INSTRUCTIONS TO FOLLOW: Please retype the records below exactly, leaving out any pictures.

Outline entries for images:

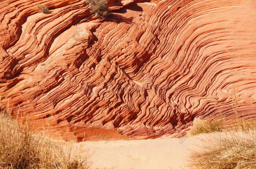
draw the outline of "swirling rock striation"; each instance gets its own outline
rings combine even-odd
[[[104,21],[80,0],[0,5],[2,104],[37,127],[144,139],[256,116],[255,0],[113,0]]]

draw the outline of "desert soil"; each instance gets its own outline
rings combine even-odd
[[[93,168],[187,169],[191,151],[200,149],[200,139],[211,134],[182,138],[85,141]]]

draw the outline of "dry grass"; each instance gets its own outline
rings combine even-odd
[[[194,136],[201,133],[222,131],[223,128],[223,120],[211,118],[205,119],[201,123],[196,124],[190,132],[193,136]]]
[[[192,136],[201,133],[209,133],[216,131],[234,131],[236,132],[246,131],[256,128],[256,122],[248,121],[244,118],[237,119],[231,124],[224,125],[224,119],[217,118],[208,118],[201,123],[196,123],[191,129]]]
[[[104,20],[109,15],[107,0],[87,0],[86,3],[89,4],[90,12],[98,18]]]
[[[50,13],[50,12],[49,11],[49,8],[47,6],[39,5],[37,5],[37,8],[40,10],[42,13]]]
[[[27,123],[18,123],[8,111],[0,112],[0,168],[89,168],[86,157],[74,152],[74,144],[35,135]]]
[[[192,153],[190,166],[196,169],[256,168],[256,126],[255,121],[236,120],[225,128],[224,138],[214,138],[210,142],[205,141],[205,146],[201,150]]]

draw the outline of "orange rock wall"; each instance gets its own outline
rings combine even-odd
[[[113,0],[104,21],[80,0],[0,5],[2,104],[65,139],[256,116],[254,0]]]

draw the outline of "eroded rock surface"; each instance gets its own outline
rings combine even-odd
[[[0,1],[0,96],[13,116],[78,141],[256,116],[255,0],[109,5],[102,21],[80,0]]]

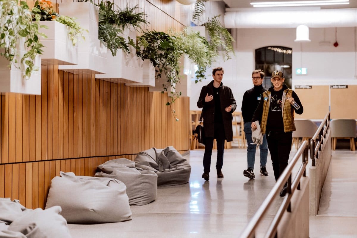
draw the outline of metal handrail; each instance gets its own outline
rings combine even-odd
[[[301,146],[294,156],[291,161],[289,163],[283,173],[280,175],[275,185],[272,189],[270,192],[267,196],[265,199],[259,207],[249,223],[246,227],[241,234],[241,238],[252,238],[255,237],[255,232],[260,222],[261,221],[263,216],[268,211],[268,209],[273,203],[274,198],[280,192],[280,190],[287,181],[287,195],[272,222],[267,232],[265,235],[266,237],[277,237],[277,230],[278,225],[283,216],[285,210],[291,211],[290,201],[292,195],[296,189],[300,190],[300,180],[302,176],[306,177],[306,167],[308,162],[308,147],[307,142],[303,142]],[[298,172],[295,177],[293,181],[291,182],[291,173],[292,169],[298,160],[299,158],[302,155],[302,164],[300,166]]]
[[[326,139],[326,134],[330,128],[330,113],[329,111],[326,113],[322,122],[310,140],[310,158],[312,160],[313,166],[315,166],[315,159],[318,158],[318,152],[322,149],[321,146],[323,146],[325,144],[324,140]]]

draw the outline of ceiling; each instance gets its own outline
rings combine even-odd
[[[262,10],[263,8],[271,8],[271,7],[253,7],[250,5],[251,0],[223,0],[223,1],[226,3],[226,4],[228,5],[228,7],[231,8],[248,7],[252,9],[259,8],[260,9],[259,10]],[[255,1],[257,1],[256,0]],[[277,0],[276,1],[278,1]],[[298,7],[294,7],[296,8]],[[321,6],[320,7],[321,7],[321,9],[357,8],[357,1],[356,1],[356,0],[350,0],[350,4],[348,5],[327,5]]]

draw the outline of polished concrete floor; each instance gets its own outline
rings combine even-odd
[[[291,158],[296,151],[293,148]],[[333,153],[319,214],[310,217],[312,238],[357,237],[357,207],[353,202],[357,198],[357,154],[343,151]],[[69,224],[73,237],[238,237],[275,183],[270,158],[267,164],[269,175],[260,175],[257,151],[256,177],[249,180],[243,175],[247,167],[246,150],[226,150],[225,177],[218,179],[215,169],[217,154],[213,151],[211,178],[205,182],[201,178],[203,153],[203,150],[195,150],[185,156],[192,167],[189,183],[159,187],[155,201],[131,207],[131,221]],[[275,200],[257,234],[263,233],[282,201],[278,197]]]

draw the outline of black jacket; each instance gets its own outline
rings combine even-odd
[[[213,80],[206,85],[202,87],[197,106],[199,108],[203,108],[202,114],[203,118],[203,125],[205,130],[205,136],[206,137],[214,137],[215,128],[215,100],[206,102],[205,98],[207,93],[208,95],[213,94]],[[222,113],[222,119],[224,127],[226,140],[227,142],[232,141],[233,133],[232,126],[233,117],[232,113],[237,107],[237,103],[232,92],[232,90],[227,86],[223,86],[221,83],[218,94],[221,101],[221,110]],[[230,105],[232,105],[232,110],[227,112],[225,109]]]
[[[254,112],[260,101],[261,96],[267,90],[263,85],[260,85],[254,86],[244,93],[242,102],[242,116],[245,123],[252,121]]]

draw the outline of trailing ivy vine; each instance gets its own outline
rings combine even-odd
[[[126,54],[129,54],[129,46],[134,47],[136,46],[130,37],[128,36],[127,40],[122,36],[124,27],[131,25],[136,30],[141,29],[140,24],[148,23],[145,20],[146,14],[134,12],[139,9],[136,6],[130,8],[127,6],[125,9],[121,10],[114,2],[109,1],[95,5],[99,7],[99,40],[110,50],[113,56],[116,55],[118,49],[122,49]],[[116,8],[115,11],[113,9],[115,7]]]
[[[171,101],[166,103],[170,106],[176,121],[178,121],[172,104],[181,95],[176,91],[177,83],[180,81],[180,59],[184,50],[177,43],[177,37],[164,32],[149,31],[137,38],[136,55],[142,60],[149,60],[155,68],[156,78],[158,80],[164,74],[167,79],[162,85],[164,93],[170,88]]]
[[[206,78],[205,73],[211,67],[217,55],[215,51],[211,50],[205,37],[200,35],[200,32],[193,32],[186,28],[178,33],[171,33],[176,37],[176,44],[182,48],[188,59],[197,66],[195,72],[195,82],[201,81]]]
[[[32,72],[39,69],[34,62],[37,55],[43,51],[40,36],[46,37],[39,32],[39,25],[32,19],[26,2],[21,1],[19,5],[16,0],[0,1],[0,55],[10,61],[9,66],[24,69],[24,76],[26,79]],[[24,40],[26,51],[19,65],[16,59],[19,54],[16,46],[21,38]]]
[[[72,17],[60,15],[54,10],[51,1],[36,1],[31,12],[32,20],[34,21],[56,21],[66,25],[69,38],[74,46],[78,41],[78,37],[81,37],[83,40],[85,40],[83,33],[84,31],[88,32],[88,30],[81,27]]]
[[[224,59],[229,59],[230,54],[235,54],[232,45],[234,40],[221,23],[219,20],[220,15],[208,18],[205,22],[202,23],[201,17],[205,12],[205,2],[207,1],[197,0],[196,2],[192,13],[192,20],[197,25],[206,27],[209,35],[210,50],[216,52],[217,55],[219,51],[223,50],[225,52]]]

RIGHT ANSWER:
draw the outline of "swirling rock striation"; each instance gets its own outline
rings combine even-odd
[[[104,21],[80,0],[0,5],[2,104],[37,127],[144,139],[256,116],[255,0],[113,0]]]

draw the outline of "desert soil"; each instance gets its own outline
rings combine even-odd
[[[93,168],[187,169],[191,151],[200,149],[200,139],[211,134],[182,138],[85,141]]]

draw the outline of "dry grass"; each instance gets its own outline
rings combine even-odd
[[[194,136],[201,133],[222,131],[223,128],[223,120],[211,118],[205,119],[201,123],[196,124],[190,132],[193,136]]]
[[[192,136],[201,133],[209,133],[216,131],[234,131],[236,132],[246,131],[256,128],[256,122],[248,121],[244,118],[237,119],[231,124],[224,125],[224,119],[217,118],[208,118],[201,123],[196,123],[191,129]]]
[[[104,20],[109,15],[107,0],[87,0],[86,3],[89,4],[90,12],[98,18]]]
[[[50,13],[50,12],[49,11],[49,8],[47,6],[39,5],[37,5],[37,8],[40,10],[42,13]]]
[[[27,123],[18,123],[8,111],[0,112],[0,168],[89,168],[86,157],[74,152],[74,144],[35,135]]]
[[[192,153],[190,166],[196,169],[256,168],[256,126],[255,121],[236,120],[225,128],[224,138],[214,138],[210,142],[205,141],[205,146],[201,150]]]

draw the outline of "orange rock wall"; each instance gets its own outline
rings combine even-odd
[[[113,0],[104,21],[80,0],[0,5],[2,104],[65,139],[256,116],[254,0]]]

draw the outline of "eroded rock surface"; each instance gets its own outline
rings combine even-odd
[[[0,1],[0,96],[13,116],[78,141],[256,116],[255,0],[109,5],[102,21],[80,0]]]

draw the outline of metal handrail; each instance gets its own outline
rings combine even-odd
[[[301,146],[294,156],[291,161],[289,163],[283,173],[280,175],[275,185],[272,189],[270,192],[267,196],[265,199],[259,207],[249,223],[246,227],[241,234],[241,238],[252,238],[255,237],[255,232],[260,222],[261,221],[263,216],[268,211],[268,209],[273,203],[274,198],[280,192],[280,190],[287,181],[287,195],[272,222],[267,232],[265,235],[266,237],[277,237],[277,230],[278,225],[283,216],[285,210],[291,211],[290,201],[292,195],[296,189],[300,190],[300,180],[302,176],[306,177],[306,167],[308,162],[308,147],[307,142],[303,142]],[[298,172],[295,177],[293,181],[291,182],[291,173],[292,169],[298,160],[299,158],[302,155],[302,164],[300,166]]]
[[[326,139],[326,134],[330,128],[330,113],[329,111],[326,113],[322,122],[310,140],[310,158],[312,160],[313,166],[315,166],[315,159],[318,158],[318,152],[322,149],[321,146],[323,146],[325,144],[324,140]]]

draw the outline of ceiling; each instance gets its own outline
rings combine even-odd
[[[262,10],[263,8],[271,8],[271,7],[253,7],[250,5],[251,0],[223,0],[223,1],[226,3],[226,4],[228,5],[228,7],[231,8],[248,7],[252,9],[259,8],[260,9],[259,10]],[[255,1],[257,1],[256,0]],[[277,0],[276,1],[278,1]],[[298,7],[294,7],[296,8]],[[321,6],[320,7],[321,7],[321,9],[357,8],[357,1],[356,1],[356,0],[350,0],[350,4],[348,5],[327,5]]]

draw the outline of polished concrete floor; each instance gets its own outline
rings combine even-odd
[[[291,158],[296,151],[293,148]],[[333,153],[319,214],[310,217],[312,238],[357,237],[357,207],[353,202],[357,198],[357,154],[343,151]],[[69,224],[73,237],[238,237],[275,183],[270,158],[267,164],[269,175],[260,175],[257,151],[256,177],[249,180],[243,175],[247,167],[246,150],[226,150],[225,177],[218,179],[215,169],[217,154],[213,151],[211,178],[205,182],[201,178],[203,153],[203,150],[195,150],[185,156],[192,167],[189,183],[159,187],[155,201],[131,207],[131,221]],[[275,200],[257,234],[263,233],[282,201],[278,197]]]

draw the outline of black jacket; each instance gets its own outline
rings combine even-odd
[[[213,80],[206,85],[202,87],[197,106],[199,108],[203,108],[202,114],[203,118],[203,125],[205,130],[205,136],[206,137],[214,137],[215,128],[215,100],[206,102],[205,98],[207,93],[208,95],[213,94]],[[222,113],[222,119],[224,127],[226,140],[227,142],[232,141],[233,133],[232,126],[233,117],[232,113],[237,107],[237,103],[232,92],[232,90],[227,86],[223,86],[221,83],[218,94],[221,101],[221,110]],[[230,105],[232,105],[232,110],[227,112],[225,109]]]
[[[254,112],[260,101],[261,96],[267,90],[263,85],[260,85],[254,86],[244,93],[242,102],[242,116],[245,123],[252,121]]]

draw the outline of trailing ivy vine; each instance gets its own outline
rings combine even-odd
[[[126,54],[129,54],[129,46],[134,47],[136,46],[130,37],[128,36],[127,40],[122,36],[124,27],[131,25],[136,30],[141,29],[140,24],[148,23],[145,20],[146,14],[134,12],[139,9],[136,6],[130,8],[127,6],[125,9],[121,10],[114,2],[109,1],[95,5],[99,7],[99,40],[110,50],[113,56],[116,55],[118,49],[122,49]],[[116,8],[115,11],[113,9],[115,7]]]
[[[171,101],[166,103],[170,106],[176,121],[178,121],[172,104],[181,95],[176,91],[177,83],[180,81],[180,59],[184,50],[177,43],[177,37],[164,32],[149,31],[137,38],[136,55],[142,60],[149,60],[155,68],[156,78],[158,80],[164,74],[167,79],[162,85],[164,93],[170,88]]]
[[[206,78],[205,73],[211,67],[217,55],[215,51],[211,50],[205,37],[200,35],[200,32],[193,32],[186,28],[178,33],[171,33],[176,37],[176,44],[182,48],[188,59],[197,66],[195,72],[195,82],[201,81]]]
[[[32,72],[39,69],[34,62],[37,55],[43,51],[40,36],[46,37],[39,32],[39,25],[32,19],[26,2],[21,1],[19,5],[16,0],[0,1],[0,55],[10,61],[9,66],[24,69],[24,76],[26,79]],[[24,40],[26,51],[19,65],[16,59],[19,54],[16,46],[21,38]]]
[[[72,17],[60,15],[54,10],[51,1],[36,1],[31,12],[32,20],[34,21],[56,21],[66,25],[69,38],[74,46],[78,41],[78,37],[81,37],[83,40],[85,40],[83,33],[84,31],[88,32],[88,30],[81,27]]]
[[[224,59],[229,59],[230,54],[235,54],[232,45],[234,40],[221,23],[219,20],[220,15],[208,18],[205,22],[202,23],[201,17],[205,12],[205,2],[207,1],[197,0],[196,2],[192,13],[192,20],[197,25],[206,27],[209,35],[210,50],[216,52],[217,55],[219,51],[223,50],[225,52]]]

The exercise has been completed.